DATA FOR REVIEW Start Marker
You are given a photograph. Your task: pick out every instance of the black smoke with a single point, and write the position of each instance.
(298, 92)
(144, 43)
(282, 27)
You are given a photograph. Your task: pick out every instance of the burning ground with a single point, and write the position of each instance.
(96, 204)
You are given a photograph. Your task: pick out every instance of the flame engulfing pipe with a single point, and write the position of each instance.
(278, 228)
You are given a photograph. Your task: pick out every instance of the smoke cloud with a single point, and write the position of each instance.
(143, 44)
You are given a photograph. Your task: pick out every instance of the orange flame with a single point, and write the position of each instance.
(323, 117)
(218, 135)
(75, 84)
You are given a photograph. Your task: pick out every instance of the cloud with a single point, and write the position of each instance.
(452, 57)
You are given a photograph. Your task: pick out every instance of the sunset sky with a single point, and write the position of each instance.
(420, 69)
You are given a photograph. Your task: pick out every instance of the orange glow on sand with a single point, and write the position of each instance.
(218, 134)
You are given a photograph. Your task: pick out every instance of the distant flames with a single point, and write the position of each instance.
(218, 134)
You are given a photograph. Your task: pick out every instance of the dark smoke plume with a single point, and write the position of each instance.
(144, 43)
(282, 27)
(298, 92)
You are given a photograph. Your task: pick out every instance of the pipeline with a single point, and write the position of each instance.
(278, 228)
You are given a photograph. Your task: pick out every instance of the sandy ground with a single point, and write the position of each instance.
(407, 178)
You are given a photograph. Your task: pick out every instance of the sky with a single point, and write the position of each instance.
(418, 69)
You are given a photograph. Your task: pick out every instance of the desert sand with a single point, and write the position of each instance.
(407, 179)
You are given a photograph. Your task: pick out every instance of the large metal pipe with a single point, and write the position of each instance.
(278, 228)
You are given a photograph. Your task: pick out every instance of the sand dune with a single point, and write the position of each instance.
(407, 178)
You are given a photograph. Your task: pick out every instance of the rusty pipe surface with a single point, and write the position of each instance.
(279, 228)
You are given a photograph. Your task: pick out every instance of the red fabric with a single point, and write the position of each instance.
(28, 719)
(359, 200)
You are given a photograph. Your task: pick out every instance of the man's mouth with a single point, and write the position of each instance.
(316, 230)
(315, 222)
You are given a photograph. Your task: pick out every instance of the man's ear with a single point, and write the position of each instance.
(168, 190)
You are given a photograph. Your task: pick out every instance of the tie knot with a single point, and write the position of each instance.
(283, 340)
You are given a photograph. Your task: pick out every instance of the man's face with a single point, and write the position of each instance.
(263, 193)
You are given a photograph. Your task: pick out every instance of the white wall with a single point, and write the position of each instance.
DATA FOR REVIEW End Marker
• WORK TO BE COMPLETED:
Your reply should contain every record, unchanged and complete.

• RESULT FOR THIS EXERCISE:
You are given a photograph. Your task: pick out every instance of the black smoke with a single point, and write the position of each instance.
(298, 92)
(144, 43)
(282, 27)
You are given a photograph. Your task: pick out every instance of the burning ground with a single point, and write the position of each instance.
(96, 204)
You are given a photograph. Your task: pick out every instance of the flame engulfing pipe with a single point, and write the position of each instance.
(278, 228)
You are given a photograph. Your task: pick out every instance of the smoke cloud with a single point, and write the position of each instance.
(143, 44)
You are given a photograph. Your task: pick out every instance of the orange flame with a single point, and write the position of each instance.
(323, 117)
(218, 135)
(75, 84)
You are given a photograph. Your task: pick out every instance of the cloud with a single point, and write the position of each instance.
(452, 57)
You are given a photograph. Your task: pick out every instance of the sunset sky with a single point, and write the position of each instance.
(420, 69)
You are given a photograph. Your task: pick out every instance of the orange glow on sand with a single point, and write the position of each instance.
(218, 134)
You are given a photograph. Your task: pick out every instance of the distant flames with a single point, and write the position of each instance.
(218, 134)
You are given a photograph. Your task: pick out every instance of the dark smoke plume with a single point, and write the position of each instance.
(144, 43)
(282, 27)
(298, 92)
You are given a photograph. Your task: pick out every instance of the pipeline with a single point, and write the position of each instance.
(278, 228)
You are given a photograph. Your task: pick out every instance of the sandy ground with a single point, and write the position of each instance.
(407, 178)
You are given a photograph. Your task: pick out every instance of the sky with a single point, and write the position of each instance.
(418, 69)
You are given a photograph. Your task: pick out every instance of the desert sand with a single point, and write the position of each instance.
(407, 179)
You are given a photograph. Your task: pick out every instance of the large metal pipe with a single point, and write the position of each instance.
(278, 228)
You are given a photograph. Your task: pick out every instance of the sand dune with a single point, and write the position of each instance.
(407, 178)
You are given a photograph. Your task: pick out every instance of the rusty pipe surface with a single point, and write the position of each instance.
(279, 228)
You are given a photograph. Your task: pick out every instance of the red fabric with a single point, and write the position of each instance.
(28, 719)
(359, 200)
You are given a photograph. Your task: pick out every instance of the man's mouth with a single point, and write the position of each instance.
(316, 230)
(315, 222)
You are given a photograph. Your task: pick out every instance of the man's ear with a single point, and write the position of each instance.
(168, 190)
You are given a photograph. Your task: pick out every instance of the tie knot with a single point, and write the position of each instance.
(283, 340)
You are given a photograph. Your task: pick out every instance of the man's face with a single point, and write the position of each instance.
(263, 193)
You are given a photograph. Your task: pick out every instance of the white wall with a single point, and write the position of each instance.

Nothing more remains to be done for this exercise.